→ **SELECTED EXCERPT**
It is also stated: "Wine judging is an inexact art, not a science-even at the highest levels of proficiency. Accordingly, Winestate uses the star rating system which reflects a range, rather than a specific point score. Point systems indicate a level of accuracy that simply does not exist."
Then to clarify a star versus a point score, Winestate produce a table which shows for example a 4 star wine equals, 17 -17.9/20 which becomes 94-95/100.
Here is the Winestate comparison table.
This triggers another worry. Scaling up a 20 point system to 100 points means 4 stars equalling 17-17.9 should become the range 85-90. As I understand it the Winestate comparison table illustrates how the stars compare to magazines which use the 100 point method. Thus four stars undergo a correction factor and become 94-95.
Further clues about the judging process were set out in the Winestate editorial by Peter Simic.
"Of course the problem we face at Winestate, and the reason why our scores tend to be lower, is that we use the International 20 points judging system with three judges tasting each wine blind. Then we use the Winestate \'majority rules\' system where rather than averaging scores, two judges have to recommend the wine and the closest two scores go through. So, for example, if two judges give a wine 15/20 and the third gives it 18 points it is out because two judges have said it is out, rather than averaging up."...
I see no logic in the 'majority rules' method which does at least confirm my suspicion that the results instead of being fearless are massaged. Why not average the three tasters, and where is the case that this 'majority rules' leads to more accurate judging? It strikes me as the opposite as if the judges are equal how can one judge be dismissed even if that score is at a large variant to the others. [Note: Similar pressure or correction is used in Show Judging as well.]
All this confirms is that stars and numbers are a useful buying guide but customers must remain wary. I also have the view that for the five stars rating to offer 'a range, rather than a specific point score' the divisions of 3.5 and 4.5 stars should be excluded as the divisions between 15.5 and 20.00 are not stepped evenly when they are re-calibrated to stars.
The editorial also says:
..."At the higher priced level it is like 'taking the Rolls out on a dirt track for a spin', ...without giving extra points for the provenance of history and reputation. But of course we cannot make allowances for some iconic brands when all our wines are judged blind."
I have already offered caution that not taking into account the pedigree of the best wines can lead to very odd results and I often remark that at the top level it is not the wine being judged so much as the judges themselves.
So a total of 17 different judges worked their way through 582 wines over 6 days. The large number of judges also worries me and adds another random factor to the final result. For example did each panel taste a random selection across all price points or did they know the price category they were judging. We are not told.

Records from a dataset
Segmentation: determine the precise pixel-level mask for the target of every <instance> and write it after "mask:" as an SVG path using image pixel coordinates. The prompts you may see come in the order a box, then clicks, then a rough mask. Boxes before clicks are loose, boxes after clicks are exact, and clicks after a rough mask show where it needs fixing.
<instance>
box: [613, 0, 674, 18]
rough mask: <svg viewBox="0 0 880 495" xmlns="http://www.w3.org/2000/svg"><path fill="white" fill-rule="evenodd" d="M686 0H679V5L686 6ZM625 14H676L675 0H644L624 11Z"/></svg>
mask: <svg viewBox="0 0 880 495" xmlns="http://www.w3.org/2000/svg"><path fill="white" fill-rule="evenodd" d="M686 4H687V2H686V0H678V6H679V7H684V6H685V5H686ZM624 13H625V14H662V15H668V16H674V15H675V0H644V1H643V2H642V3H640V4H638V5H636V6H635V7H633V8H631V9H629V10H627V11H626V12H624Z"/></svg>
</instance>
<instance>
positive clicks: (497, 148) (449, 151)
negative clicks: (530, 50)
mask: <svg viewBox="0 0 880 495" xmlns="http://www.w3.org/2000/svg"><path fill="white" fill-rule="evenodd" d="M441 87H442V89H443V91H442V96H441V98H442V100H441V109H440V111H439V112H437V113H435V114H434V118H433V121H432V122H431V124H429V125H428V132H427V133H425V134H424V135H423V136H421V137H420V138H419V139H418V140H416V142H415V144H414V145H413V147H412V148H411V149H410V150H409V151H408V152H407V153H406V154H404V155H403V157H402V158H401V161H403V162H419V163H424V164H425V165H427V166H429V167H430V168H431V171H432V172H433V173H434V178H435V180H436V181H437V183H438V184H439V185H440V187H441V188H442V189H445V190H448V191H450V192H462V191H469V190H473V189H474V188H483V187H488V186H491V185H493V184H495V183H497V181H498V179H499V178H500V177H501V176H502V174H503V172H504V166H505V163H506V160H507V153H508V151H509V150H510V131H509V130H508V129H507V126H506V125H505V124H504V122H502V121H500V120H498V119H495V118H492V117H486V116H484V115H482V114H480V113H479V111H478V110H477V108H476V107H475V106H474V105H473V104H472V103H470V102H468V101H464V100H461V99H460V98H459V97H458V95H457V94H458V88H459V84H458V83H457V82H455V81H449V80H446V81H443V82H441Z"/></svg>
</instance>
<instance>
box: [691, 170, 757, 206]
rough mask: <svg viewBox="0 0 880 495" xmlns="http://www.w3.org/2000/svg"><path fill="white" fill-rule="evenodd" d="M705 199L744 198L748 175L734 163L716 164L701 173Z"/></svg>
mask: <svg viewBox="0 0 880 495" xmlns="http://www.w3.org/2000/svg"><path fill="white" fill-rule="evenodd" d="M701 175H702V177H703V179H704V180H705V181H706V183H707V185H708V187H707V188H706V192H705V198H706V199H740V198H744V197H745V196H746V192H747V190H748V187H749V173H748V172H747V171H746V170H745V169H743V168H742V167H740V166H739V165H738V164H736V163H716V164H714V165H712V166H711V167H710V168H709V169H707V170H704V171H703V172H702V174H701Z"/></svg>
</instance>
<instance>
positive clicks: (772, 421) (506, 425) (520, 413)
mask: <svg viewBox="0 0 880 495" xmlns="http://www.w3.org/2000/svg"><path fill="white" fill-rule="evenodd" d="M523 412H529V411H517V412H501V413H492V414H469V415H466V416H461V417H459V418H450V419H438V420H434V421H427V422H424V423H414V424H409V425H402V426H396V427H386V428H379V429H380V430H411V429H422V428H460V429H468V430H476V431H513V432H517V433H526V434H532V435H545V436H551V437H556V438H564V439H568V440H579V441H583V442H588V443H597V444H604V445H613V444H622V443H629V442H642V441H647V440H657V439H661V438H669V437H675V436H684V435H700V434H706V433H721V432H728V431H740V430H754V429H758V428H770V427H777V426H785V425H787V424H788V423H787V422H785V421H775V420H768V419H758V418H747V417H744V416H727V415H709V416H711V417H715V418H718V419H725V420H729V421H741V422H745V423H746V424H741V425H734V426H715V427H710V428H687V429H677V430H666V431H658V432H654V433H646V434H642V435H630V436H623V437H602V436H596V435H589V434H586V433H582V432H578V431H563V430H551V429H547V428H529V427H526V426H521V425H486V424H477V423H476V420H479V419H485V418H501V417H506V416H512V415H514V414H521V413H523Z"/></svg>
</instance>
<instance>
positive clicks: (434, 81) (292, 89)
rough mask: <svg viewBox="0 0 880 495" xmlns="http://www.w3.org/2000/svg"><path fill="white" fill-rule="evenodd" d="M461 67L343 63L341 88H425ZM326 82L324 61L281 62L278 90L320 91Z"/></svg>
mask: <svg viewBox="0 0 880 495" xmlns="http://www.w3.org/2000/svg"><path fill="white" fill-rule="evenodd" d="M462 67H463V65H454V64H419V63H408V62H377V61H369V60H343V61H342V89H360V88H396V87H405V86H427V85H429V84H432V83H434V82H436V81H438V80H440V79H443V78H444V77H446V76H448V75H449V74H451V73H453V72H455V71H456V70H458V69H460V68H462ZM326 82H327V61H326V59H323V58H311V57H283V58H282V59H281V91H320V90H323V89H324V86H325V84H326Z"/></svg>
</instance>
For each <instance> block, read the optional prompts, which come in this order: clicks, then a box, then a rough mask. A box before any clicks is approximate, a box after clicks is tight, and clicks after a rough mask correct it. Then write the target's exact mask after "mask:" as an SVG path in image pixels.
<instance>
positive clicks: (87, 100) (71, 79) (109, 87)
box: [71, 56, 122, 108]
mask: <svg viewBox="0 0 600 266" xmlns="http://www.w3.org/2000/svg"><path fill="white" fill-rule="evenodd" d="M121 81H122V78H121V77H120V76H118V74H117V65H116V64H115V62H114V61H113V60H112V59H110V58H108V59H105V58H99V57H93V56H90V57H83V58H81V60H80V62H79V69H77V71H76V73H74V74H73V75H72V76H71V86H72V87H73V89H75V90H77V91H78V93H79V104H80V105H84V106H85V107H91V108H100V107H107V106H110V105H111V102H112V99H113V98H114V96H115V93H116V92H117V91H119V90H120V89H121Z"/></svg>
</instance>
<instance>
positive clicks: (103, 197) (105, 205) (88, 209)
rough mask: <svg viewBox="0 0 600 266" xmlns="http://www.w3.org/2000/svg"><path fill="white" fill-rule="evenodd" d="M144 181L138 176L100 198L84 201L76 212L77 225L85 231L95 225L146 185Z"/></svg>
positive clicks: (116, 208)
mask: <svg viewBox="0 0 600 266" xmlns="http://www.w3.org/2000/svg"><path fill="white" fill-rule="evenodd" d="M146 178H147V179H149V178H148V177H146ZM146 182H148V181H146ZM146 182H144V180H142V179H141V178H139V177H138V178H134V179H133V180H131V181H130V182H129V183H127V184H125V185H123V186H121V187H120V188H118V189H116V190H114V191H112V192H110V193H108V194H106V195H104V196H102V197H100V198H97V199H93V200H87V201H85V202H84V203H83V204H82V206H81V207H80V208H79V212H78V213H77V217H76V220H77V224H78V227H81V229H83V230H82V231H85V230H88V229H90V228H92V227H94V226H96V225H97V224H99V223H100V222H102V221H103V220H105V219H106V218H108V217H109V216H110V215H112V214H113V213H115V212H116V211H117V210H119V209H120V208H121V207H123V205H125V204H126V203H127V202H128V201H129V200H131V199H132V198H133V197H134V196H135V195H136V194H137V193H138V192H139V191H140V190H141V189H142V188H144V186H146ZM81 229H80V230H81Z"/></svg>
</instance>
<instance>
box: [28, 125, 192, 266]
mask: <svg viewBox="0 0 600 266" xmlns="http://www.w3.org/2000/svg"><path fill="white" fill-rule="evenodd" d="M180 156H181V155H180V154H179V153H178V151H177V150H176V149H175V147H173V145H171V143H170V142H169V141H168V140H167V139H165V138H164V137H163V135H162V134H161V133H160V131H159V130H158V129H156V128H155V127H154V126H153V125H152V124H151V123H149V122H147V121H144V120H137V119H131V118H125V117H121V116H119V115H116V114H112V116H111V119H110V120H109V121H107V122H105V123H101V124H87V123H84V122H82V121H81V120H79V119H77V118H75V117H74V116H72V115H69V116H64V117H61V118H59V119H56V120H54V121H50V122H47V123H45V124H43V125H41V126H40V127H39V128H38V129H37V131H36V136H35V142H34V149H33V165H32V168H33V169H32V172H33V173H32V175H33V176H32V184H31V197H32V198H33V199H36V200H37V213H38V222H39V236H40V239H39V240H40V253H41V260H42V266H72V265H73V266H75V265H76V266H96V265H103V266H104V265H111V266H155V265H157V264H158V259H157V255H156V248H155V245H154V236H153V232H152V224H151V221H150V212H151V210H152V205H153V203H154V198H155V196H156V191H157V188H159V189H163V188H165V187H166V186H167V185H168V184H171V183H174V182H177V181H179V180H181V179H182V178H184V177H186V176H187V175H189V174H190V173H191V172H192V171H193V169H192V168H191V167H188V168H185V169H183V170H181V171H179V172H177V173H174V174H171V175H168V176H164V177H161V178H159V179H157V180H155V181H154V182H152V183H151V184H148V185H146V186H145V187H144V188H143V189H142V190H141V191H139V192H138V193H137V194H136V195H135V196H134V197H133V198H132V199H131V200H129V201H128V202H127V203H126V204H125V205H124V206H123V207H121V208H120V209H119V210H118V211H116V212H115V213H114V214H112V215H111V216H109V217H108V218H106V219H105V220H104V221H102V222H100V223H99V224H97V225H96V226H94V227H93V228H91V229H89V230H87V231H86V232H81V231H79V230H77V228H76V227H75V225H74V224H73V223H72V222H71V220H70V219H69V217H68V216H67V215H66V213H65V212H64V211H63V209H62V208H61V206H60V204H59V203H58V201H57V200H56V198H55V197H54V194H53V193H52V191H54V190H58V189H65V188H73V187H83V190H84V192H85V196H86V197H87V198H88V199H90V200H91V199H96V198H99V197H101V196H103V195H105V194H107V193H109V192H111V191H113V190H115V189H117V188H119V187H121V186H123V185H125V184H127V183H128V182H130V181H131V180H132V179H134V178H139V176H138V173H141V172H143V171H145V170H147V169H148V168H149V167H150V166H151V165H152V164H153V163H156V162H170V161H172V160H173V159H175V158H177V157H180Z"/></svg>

→ **TASK STATEMENT**
Print the part of the wine-judging text starting at "Here is the Winestate" and ending at "by Peter Simic.". The data has nothing to do with what comes next.

→ **REPLY TO THE TASK**
Here is the Winestate comparison table.
This triggers another worry. Scaling up a 20 point system to 100 points means 4 stars equalling 17-17.9 should become the range 85-90. As I understand it the Winestate comparison table illustrates how the stars compare to magazines which use the 100 point method. Thus four stars undergo a correction factor and become 94-95.
Further clues about the judging process were set out in the Winestate editorial by Peter Simic.